_Exercices_
1. Répondez à ces questions sur la chronique de l'album.
(a) De quel pays viennent Pinquins ?
(b) Que signifie Vi Som Elsket Kaos d'après les outils de traduction en ligne ?
(c) Avec quel titre tout se termine-t-il ?
2. Mettez à jour la chronique de l'album : reprenez le passage de « Publiée en décembre » à « bassiste de MoE. » en remplaçant « quatrième » par « troisième ».

_Bloc de texte_
================
Publiée en décembre 2019, cette nouvelle production de MoE était la quatrième pour cette seule année. Stakhanovisme. Et la seconde en mode collaboratif après celle avec Mette Rasmussen. Pinquins viennent de Norvège tout comme MoE, évoluent aussi en trio et se consacrent essentiellement à l’exploration de toutes formes de percussions (y compris leurs corps) et de nouvelles sonorités. Tout ce que vous entendez de cliquetis, frottements, chocs, cognements et autres éléments percussifs étranges sont l’apanage de ces trois filles qui assistent également au chant Guro Skumsnes Moe, l’habituelle bassiste de MoE.
Alors rythmique, cet album l’est, indéniablement. Mais il est bien plus que ça. Ce n’est pas un disque seulement expérimental, de musique improvisée ou abstraite et si Vi Som Elsket Kaos signifie Nous qui aimions le chaos (d’après les outils de traduction en ligne parce que le norvégien et moi, ça fait deux), chaque compo possède un cadre bien défini n’explosant pas dans des directions trop free, un cadre rock où la patte de MoE se fait sentir, bien que la guitare soit très discrète. Cela n’empêche pas les six protagonistes de proposer des structures originales, des formats de chansons aventureux, narratifs, piégeux, concassés mais aussi emprunts d’une poésie surréaliste et d’atmosphère troublante à l’instar de God Natt ! (bonne nuit !), berceuse légèrement angoissante sur les bords et qui vire au cauchemar. La dureté du noise-rock de MoE se confronte à l’inventivité et la richesse des rythmiques de Pinquins qui peuvent s’avérer très mélodiques. La délicatesse d’un jeu tout en pointillé sur les percussions (Der Sorte Hull, superbe longue pièce rampante à multiples recoins) installe de la légèreté après la fin hyper bruitiste de Skyggene qui n’est pas sans rappeler Alboth!.
Moe & Pinquins soignent les ambiances, soupèsent les silences, insufflent une sourde tension, mettent subitement de l’impact, cognent dur avant de revenir à des bruitages bizarres ou oniriques. Les chants et les différents manières de les envisager sont également une part importante de l’approche unique de ces deux trio regroupés, apportant aussi bien douceur et réconfort que cris retenus et flippants comme sur la fin de Den Ubehagelige Behagelighet (Le Confort Désagréable) jusqu’à devenir les instruments principaux de Drømmen avec un ensemble de vocalises inquiétantes de succubes, d’une narration semblant venir d’un sample et une multitude de complaintes et cris venant déchirer un air fortement anxiogène. Mais tout ça se termine bien avec l’iconoclaste et marrant Før Hanen Galer, bras dessus, bras dessous et accordéon, pour un titre d’adieu ressemblant fort à une reprise d’un air folklorique.
Une belle rencontre débouchant sur un album singulier aussi beau que désorientant et étrangement captivant.
================
_Données fournies_
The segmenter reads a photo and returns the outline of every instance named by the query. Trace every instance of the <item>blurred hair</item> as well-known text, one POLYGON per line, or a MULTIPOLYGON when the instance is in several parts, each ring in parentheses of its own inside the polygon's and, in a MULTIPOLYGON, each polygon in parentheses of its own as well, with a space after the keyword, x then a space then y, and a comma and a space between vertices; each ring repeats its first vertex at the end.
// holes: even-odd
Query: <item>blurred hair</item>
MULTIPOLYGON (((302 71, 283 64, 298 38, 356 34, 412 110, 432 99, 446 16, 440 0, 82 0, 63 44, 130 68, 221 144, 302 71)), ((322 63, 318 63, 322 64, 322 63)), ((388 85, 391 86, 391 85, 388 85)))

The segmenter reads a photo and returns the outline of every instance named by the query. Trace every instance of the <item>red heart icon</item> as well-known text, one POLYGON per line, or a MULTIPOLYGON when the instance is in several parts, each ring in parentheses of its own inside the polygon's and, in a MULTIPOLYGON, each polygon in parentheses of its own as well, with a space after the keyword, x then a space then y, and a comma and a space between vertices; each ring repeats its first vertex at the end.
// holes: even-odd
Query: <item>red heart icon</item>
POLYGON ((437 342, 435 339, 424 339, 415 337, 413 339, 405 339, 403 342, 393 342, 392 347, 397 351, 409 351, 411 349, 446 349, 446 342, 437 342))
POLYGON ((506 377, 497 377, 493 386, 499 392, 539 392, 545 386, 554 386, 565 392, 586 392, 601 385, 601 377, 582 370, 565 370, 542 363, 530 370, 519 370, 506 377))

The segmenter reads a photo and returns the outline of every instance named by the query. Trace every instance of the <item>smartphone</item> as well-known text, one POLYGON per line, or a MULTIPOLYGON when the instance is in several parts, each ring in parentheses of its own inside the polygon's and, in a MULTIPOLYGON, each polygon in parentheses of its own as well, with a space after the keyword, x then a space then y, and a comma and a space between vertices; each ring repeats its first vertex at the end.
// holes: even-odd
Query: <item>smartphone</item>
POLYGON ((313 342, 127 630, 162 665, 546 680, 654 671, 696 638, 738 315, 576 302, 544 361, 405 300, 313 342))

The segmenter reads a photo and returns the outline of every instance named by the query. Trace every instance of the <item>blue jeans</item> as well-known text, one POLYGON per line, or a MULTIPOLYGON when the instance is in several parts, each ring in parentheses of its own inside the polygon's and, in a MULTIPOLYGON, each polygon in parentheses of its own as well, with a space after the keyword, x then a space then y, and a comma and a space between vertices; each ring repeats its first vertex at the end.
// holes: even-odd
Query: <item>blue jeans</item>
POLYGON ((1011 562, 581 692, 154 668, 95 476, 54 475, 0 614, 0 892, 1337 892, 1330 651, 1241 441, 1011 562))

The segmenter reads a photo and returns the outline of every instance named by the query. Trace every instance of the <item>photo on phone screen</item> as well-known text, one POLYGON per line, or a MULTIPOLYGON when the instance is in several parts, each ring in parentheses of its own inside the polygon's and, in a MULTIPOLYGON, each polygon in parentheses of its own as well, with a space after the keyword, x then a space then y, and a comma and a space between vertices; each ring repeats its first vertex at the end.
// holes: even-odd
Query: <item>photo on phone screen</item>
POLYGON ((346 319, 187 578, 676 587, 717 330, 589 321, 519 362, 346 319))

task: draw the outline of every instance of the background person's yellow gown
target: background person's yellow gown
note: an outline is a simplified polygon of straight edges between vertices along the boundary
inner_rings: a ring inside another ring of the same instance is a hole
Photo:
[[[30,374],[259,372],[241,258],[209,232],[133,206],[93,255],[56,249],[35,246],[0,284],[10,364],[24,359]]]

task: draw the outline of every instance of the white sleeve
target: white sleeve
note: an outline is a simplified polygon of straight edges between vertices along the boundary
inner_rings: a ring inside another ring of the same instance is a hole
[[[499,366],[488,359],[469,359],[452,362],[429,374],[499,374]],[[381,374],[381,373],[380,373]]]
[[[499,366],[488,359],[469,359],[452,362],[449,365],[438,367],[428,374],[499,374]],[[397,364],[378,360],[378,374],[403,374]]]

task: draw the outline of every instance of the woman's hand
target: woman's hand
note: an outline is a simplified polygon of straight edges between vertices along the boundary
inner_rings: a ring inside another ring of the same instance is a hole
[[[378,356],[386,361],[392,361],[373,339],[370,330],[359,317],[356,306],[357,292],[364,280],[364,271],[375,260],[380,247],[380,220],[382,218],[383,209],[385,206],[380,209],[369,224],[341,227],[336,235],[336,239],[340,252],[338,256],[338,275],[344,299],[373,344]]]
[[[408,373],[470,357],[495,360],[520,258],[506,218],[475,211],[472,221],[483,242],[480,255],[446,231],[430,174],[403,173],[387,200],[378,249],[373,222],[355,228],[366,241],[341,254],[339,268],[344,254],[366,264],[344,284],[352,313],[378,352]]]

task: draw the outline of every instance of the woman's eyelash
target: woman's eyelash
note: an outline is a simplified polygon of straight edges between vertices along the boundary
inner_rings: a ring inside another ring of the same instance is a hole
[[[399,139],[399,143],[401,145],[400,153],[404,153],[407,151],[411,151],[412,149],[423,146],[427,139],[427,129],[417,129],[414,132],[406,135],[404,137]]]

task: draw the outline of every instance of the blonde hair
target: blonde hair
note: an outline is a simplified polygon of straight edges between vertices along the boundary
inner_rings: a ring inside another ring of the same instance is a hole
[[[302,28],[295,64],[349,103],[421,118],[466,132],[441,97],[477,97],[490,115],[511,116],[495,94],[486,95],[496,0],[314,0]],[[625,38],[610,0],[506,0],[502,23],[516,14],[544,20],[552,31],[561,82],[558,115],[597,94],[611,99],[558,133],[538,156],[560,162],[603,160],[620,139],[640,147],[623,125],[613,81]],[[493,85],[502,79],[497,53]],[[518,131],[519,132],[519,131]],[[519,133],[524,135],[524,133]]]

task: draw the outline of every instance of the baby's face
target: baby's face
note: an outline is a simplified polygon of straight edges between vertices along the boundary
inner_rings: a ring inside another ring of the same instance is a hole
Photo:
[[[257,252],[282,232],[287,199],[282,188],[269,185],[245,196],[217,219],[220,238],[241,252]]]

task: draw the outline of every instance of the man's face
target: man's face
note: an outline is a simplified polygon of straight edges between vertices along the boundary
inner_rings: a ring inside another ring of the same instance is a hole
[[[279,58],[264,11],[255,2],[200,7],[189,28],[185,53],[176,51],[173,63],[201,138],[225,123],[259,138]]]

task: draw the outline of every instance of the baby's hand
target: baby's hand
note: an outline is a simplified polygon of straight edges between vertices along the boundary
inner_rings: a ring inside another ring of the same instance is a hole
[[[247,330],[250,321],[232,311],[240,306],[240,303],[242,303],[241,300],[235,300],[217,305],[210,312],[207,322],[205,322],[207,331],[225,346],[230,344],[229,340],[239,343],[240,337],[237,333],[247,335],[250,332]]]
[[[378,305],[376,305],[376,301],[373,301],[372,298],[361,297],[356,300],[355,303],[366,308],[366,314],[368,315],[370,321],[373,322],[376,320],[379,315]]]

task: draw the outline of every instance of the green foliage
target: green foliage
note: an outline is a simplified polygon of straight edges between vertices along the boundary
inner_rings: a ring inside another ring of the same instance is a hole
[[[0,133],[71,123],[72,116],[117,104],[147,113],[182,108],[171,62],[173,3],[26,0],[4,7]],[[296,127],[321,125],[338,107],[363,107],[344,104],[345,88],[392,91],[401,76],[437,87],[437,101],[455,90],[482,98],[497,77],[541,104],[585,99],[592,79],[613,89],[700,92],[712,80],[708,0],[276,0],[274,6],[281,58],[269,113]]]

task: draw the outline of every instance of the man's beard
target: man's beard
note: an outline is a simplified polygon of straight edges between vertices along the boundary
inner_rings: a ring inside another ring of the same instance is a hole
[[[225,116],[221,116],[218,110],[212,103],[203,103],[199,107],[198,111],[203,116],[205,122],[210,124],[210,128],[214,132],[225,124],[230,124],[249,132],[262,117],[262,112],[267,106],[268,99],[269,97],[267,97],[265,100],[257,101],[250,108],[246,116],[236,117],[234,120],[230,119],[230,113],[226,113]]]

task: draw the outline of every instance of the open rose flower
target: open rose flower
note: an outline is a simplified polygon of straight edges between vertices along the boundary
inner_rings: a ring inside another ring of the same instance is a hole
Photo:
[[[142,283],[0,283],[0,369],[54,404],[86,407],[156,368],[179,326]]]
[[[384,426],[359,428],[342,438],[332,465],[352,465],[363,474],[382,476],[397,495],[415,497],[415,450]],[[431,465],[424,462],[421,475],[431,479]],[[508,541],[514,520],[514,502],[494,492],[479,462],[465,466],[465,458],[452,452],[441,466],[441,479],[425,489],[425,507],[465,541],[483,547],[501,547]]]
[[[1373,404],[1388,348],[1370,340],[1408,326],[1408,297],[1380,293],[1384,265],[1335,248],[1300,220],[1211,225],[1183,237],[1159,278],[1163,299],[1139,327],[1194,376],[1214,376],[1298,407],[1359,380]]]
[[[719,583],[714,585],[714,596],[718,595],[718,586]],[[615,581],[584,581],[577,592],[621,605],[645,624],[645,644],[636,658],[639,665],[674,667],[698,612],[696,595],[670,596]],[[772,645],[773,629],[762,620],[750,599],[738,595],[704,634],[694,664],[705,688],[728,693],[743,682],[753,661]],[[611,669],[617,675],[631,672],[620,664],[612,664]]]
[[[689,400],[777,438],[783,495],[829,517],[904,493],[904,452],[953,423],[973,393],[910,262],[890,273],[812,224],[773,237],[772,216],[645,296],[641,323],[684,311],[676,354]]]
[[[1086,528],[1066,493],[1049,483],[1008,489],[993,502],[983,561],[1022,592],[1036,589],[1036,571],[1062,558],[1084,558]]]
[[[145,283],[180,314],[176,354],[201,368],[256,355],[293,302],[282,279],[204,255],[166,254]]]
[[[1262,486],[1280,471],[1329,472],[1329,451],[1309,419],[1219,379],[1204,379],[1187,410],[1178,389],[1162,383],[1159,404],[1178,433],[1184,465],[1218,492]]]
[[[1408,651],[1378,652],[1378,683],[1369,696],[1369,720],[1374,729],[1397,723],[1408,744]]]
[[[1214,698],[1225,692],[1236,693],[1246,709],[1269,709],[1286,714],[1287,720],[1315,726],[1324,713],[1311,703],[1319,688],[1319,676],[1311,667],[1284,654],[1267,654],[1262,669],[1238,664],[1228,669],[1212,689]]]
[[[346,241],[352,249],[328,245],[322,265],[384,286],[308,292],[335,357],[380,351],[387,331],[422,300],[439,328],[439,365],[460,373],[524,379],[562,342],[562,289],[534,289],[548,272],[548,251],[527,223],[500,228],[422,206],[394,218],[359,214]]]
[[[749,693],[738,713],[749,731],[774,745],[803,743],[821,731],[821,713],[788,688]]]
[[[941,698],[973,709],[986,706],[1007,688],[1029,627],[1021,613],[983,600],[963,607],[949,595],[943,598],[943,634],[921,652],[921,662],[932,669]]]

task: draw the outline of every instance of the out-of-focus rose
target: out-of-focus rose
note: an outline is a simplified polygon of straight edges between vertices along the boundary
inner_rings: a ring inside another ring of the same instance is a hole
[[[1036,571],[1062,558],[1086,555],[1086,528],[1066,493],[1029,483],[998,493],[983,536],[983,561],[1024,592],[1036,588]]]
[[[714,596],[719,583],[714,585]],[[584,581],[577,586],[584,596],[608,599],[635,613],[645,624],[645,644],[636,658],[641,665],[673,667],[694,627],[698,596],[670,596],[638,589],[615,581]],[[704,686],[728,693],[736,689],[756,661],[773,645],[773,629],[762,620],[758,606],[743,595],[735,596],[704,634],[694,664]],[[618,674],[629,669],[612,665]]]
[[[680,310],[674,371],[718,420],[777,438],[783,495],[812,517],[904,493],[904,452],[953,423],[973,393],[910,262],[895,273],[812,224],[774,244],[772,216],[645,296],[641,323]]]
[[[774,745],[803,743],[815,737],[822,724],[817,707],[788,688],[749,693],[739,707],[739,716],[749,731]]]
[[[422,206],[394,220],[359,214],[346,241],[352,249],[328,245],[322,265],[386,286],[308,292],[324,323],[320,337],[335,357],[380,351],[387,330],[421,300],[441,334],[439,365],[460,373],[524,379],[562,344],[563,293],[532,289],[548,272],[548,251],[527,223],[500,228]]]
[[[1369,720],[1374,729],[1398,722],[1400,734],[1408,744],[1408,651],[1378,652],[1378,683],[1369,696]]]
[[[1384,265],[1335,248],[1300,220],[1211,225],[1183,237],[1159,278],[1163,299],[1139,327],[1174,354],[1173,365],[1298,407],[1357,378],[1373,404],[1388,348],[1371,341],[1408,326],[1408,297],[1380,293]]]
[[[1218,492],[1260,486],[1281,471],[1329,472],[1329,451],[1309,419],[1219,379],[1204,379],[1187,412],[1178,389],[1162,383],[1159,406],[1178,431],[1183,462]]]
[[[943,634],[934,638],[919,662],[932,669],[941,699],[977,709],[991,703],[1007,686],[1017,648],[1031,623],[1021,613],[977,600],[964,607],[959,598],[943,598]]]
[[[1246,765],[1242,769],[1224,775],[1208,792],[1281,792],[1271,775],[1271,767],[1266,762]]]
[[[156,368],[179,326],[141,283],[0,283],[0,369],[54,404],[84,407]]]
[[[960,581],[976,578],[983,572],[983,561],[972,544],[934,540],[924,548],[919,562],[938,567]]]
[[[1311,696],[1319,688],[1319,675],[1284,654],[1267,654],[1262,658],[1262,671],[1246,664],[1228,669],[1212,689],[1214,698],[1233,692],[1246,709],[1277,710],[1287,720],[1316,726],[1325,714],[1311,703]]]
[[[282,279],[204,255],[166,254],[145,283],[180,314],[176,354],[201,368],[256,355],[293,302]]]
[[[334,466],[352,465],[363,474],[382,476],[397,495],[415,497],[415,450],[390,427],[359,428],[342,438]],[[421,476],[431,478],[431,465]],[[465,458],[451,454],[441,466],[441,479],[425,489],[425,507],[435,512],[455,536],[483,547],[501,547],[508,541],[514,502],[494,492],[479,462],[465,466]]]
================
_Réponses par exercice_
1.
(a) De Norvège.
(b) Nous qui aimions le chaos.
(c) Avec Før Hanen Galer.

2.
Publiée en décembre 2019, cette nouvelle production de MoE était la troisième pour cette seule année. Stakhanovisme. Et la seconde en mode collaboratif après celle avec Mette Rasmussen. Pinquins viennent de Norvège tout comme MoE, évoluent aussi en trio et se consacrent essentiellement à l’exploration de toutes formes de percussions (y compris leurs corps) et de nouvelles sonorités. Tout ce que vous entendez de cliquetis, frottements, chocs, cognements et autres éléments percussifs étranges sont l’apanage de ces trois filles qui assistent également au chant Guro Skumsnes Moe, l’habituelle bassiste de MoE.